The lines to extract run from the first line of the entries through the line that contains "of the tall"; reproduce exactly those lines and no others.

→ INFORMATION SUPPLIED:
..............................

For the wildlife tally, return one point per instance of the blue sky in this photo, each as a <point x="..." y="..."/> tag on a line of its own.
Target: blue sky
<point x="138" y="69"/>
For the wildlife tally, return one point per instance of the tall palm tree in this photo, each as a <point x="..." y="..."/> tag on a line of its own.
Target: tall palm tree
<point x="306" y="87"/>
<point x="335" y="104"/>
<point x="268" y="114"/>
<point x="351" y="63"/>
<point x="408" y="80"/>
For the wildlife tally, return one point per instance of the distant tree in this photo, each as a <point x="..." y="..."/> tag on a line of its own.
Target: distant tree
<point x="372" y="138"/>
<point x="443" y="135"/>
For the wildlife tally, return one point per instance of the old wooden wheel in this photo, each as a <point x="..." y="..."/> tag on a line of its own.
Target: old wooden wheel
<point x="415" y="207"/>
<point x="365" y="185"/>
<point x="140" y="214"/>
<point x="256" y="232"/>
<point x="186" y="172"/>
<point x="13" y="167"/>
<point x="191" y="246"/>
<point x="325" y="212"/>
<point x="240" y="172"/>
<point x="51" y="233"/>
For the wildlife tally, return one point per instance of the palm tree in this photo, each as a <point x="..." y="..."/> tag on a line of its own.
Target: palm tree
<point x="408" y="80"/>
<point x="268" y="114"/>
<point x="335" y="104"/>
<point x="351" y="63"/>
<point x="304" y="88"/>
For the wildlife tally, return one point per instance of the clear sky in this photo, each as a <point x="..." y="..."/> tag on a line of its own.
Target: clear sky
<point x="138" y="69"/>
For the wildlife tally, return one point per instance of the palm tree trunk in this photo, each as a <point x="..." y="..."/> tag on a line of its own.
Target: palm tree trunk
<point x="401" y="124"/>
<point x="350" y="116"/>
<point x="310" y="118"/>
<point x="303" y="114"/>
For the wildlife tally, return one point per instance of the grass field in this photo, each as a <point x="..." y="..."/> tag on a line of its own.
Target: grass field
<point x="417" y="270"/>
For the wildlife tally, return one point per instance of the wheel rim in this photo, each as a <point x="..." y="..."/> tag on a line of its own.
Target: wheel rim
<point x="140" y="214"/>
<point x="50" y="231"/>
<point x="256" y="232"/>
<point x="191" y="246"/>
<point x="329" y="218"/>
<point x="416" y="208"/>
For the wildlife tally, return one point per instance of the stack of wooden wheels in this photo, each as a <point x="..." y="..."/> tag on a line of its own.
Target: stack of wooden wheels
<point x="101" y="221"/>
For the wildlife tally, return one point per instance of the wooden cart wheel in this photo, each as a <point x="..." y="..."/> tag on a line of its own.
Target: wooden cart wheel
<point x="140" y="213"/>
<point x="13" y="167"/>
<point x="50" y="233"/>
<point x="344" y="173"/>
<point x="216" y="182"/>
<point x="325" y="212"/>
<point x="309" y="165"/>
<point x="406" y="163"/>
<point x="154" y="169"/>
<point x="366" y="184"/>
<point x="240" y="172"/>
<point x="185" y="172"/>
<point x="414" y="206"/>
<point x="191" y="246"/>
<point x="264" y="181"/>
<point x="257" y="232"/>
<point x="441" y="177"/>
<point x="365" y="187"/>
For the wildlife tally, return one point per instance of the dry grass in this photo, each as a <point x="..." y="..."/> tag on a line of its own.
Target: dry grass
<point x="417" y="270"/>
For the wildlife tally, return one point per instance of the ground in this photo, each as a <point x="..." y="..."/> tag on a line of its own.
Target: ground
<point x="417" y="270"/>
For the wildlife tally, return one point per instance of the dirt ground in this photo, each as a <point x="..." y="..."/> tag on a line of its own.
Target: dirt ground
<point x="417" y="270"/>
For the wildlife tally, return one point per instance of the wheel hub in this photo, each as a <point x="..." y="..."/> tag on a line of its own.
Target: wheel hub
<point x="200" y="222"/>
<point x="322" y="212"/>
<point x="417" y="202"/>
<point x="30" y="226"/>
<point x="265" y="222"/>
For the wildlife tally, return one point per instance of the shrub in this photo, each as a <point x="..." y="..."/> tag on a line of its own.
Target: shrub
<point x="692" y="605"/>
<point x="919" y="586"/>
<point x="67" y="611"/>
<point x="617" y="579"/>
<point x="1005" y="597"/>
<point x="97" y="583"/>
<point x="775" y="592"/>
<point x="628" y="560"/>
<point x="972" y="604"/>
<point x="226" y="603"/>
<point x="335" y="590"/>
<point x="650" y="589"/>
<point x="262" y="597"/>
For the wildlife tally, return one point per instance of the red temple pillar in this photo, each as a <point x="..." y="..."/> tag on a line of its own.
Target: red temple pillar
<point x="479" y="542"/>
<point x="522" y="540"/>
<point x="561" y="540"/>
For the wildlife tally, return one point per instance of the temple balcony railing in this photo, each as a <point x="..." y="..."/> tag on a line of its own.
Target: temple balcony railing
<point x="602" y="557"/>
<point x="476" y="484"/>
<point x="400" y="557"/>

..............................

→ SOLVED PROBLEM:
For the wildlife tally, return one point per instance of the blue sky in this photo, each as a <point x="..." y="..."/> tag on a line of its own.
Target: blue sky
<point x="138" y="69"/>
For the wildlife tally, return one point per instance of the tall palm tree in this photo, each as a <point x="..." y="..."/> tag on a line of its own.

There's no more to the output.